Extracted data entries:
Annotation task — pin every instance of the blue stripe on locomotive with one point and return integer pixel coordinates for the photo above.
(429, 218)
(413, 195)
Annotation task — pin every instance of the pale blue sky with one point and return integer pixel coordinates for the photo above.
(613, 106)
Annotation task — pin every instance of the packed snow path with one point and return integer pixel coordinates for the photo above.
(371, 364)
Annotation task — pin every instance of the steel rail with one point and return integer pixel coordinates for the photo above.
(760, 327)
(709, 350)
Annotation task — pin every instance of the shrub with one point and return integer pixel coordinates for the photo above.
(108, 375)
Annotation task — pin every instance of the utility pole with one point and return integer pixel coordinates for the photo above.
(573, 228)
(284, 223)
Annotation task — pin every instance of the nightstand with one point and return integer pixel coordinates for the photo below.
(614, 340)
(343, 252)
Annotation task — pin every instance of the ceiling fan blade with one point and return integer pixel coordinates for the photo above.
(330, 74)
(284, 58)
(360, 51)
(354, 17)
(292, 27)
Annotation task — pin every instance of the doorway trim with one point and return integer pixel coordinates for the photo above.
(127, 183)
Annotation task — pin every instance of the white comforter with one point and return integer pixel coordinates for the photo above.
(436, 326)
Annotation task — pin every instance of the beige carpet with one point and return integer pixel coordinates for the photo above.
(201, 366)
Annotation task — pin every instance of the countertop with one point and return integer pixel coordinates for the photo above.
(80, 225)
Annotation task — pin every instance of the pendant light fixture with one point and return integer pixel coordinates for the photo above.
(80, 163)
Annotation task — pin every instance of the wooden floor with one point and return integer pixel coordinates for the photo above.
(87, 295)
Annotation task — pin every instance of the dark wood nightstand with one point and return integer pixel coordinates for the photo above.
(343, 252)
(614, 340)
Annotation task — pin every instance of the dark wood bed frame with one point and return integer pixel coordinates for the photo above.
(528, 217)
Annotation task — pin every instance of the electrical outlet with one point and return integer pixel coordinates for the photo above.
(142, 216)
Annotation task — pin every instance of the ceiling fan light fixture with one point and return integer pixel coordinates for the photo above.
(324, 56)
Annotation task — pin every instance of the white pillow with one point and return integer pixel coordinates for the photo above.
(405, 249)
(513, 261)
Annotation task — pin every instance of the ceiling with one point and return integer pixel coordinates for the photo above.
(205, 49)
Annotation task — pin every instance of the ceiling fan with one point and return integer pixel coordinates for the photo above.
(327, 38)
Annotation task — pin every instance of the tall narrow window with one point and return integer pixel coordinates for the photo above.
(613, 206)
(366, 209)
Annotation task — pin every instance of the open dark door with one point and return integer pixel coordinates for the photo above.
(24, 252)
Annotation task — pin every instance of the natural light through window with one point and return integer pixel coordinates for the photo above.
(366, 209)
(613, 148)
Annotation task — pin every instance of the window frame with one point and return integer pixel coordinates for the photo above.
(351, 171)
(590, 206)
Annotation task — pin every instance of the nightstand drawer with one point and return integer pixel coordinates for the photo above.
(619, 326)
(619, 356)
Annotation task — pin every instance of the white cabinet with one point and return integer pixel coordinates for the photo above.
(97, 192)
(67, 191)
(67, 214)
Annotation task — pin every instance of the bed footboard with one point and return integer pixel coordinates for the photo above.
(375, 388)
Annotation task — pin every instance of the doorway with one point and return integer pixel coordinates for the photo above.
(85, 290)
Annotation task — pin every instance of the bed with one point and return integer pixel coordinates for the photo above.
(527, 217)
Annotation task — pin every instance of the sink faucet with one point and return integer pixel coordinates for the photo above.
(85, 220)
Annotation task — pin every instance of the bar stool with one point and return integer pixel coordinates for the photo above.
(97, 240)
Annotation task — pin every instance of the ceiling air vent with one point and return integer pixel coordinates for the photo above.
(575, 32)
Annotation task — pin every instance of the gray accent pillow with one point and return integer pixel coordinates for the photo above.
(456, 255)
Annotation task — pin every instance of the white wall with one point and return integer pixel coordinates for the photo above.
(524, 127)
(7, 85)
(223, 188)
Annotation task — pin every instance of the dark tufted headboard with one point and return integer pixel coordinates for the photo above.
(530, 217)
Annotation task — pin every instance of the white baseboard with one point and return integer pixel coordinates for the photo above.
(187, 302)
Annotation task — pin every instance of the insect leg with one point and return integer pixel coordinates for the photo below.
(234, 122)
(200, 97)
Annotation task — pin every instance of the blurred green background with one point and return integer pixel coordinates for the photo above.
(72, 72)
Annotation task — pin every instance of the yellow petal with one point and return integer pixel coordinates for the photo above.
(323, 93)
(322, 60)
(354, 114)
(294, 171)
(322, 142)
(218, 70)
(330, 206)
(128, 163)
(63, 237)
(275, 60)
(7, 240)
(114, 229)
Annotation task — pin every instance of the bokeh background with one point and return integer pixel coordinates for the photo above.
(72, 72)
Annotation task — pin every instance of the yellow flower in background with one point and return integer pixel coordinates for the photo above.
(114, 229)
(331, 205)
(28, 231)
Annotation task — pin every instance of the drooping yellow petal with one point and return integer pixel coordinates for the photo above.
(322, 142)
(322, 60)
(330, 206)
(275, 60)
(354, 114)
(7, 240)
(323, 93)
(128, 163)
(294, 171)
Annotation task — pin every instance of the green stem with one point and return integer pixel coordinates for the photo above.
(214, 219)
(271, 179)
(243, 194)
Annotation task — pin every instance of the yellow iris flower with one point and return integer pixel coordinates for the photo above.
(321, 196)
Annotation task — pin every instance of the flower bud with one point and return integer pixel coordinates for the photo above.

What you have to do: Your answer should be the data above, retyped exactly.

Response:
Annotation task — pin every instance of the blue stripe on locomotive with one point and return integer pixel coordinates for the photo above.
(429, 218)
(413, 195)
Annotation task — pin every instance of the pale blue sky with one point and return integer pixel coordinates for the photo above.
(613, 106)
Annotation task — pin every instance of the packed snow path with one point and return integer pixel coordinates for the photo above.
(371, 364)
Annotation task — pin every instance of the steel rail with one point and return integer pixel coordinates for the photo above.
(760, 327)
(709, 350)
Annotation task — pin every instance of the shrub with one point and return integer pixel coordinates for the photo above.
(108, 375)
Annotation task — pin every instance of the utility pole with one point and return integer pixel coordinates for the photo above.
(573, 228)
(284, 223)
Annotation task — pin every instance of the nightstand with one point and return integer pixel coordinates for the photo below.
(614, 340)
(343, 252)
Annotation task — pin every instance of the ceiling fan blade with one point and return integer pixel coordinates for the photo above.
(330, 74)
(284, 58)
(360, 51)
(354, 17)
(292, 27)
Annotation task — pin every instance of the doorway trim with one point and return integer pixel coordinates for the photo above.
(127, 183)
Annotation task — pin every instance of the white comforter with one point and return integer pixel coordinates for the photo above.
(436, 326)
Annotation task — pin every instance of the beige carpet with one point and return integer pixel coordinates for the photo above.
(201, 366)
Annotation task — pin every instance of the countertop with one point and return integer pixel coordinates for the photo above.
(80, 225)
Annotation task — pin every instance of the pendant light fixture with one point and return integer pixel coordinates for the photo above.
(80, 163)
Annotation task — pin every instance of the wooden floor with one point and return integer pixel coordinates for the photo above.
(87, 295)
Annotation task — pin every instance of the dark wood nightstand with one point and return integer pixel coordinates for the photo above.
(343, 252)
(614, 340)
Annotation task — pin every instance of the dark wood bed frame with one point and return integer pixel coordinates for the photo above.
(528, 217)
Annotation task — pin every instance of the electrical outlet with one point and return integer pixel coordinates for the photo above.
(142, 216)
Annotation task — pin every instance of the ceiling fan light fixture with one point and return integer pixel coordinates for the photo above.
(324, 56)
Annotation task — pin every instance of the white pillow with one point and return integer pixel coordinates for the photo above.
(405, 249)
(513, 261)
Annotation task — pin every instance of the ceiling with one point and return integer pixel coordinates for the photo above.
(205, 49)
Annotation task — pin every instance of the ceiling fan with one point and return integer pixel coordinates for the photo above.
(327, 38)
Annotation task — pin every instance of the tall narrow window with one point and return integer pixel coordinates for the photo above.
(613, 206)
(366, 209)
Annotation task — pin every instance of the open dark door with one point and return integer pixel coordinates for the photo above.
(24, 252)
Annotation task — pin every instance of the natural light through window with one point and return integer pixel coordinates for the photo above.
(366, 209)
(613, 148)
Annotation task — pin every instance of the window frame with one point and return integer pixel coordinates for the photo above.
(351, 171)
(590, 206)
Annotation task — pin every instance of the nightstand drawer with one point and return integer pixel coordinates for the photo above.
(619, 326)
(619, 356)
Annotation task — pin every instance of the white cabinet with one point and return integer pixel coordinates for the photo above.
(97, 192)
(67, 191)
(67, 214)
Annotation task — pin every instance of the bed footboard with one point and return integer pixel coordinates for the photo above.
(375, 388)
Annotation task — pin every instance of the doorway with one point and return integer pixel coordinates for the photo above.
(85, 290)
Annotation task — pin every instance of the bed with one point and return integer pixel coordinates for the photo above.
(527, 217)
Annotation task — pin every instance of the sink faucet with one point and return integer pixel coordinates for the photo above.
(85, 220)
Annotation task — pin every instance of the bar stool with one point and return integer pixel coordinates for the photo above.
(97, 240)
Annotation task — pin every instance of the ceiling air vent with one point and return integer pixel coordinates for the photo above.
(575, 32)
Annotation task — pin every instance of the gray accent pillow with one point and return integer pixel coordinates for the photo above.
(456, 255)
Annotation task — pin every instance of the white wall with one point and return integer pixel coordinates for the photo above.
(524, 127)
(7, 85)
(223, 188)
Annotation task — pin every instance of the dark tufted headboard with one point and return integer pixel coordinates for the photo above.
(530, 217)
Annotation task — pin every instance of the white baseboard with one point and return integer pixel coordinates for the photo above.
(187, 302)
Annotation task — pin every instance of the insect leg with one point and return integer pixel coordinates for the photo below.
(234, 122)
(200, 97)
Annotation task — pin every instance of the blurred green background with one point and return integer pixel coordinates for the photo above.
(72, 72)
Annotation task — pin every instance of the yellow petal with one point and return integer pixel coordinates for the photo above.
(323, 93)
(322, 60)
(354, 114)
(294, 171)
(322, 142)
(218, 70)
(330, 206)
(128, 163)
(63, 237)
(275, 60)
(7, 240)
(114, 229)
Annotation task — pin every instance of the bokeh background with one point and return integer pixel coordinates for the photo above.
(72, 72)
Annotation task — pin every instance of the yellow flower in background with one point and return integer pixel coordinates for the photo above.
(114, 229)
(331, 205)
(28, 231)
Annotation task — pin every instance of the drooping yellow petal with one point and return integer pixel coordinates for the photo above.
(322, 142)
(322, 60)
(330, 206)
(275, 60)
(354, 114)
(7, 240)
(323, 93)
(128, 163)
(294, 171)
Annotation task — pin every instance of the green stem with one point and return integer pixel coordinates for the photo above.
(214, 219)
(271, 179)
(243, 194)
Annotation task — pin every instance of the yellow iris flower with one point and return integer pixel coordinates for the photo above.
(321, 196)
Annotation task — pin every instance of the flower bud with one point and return integer pixel coordinates for the photo above.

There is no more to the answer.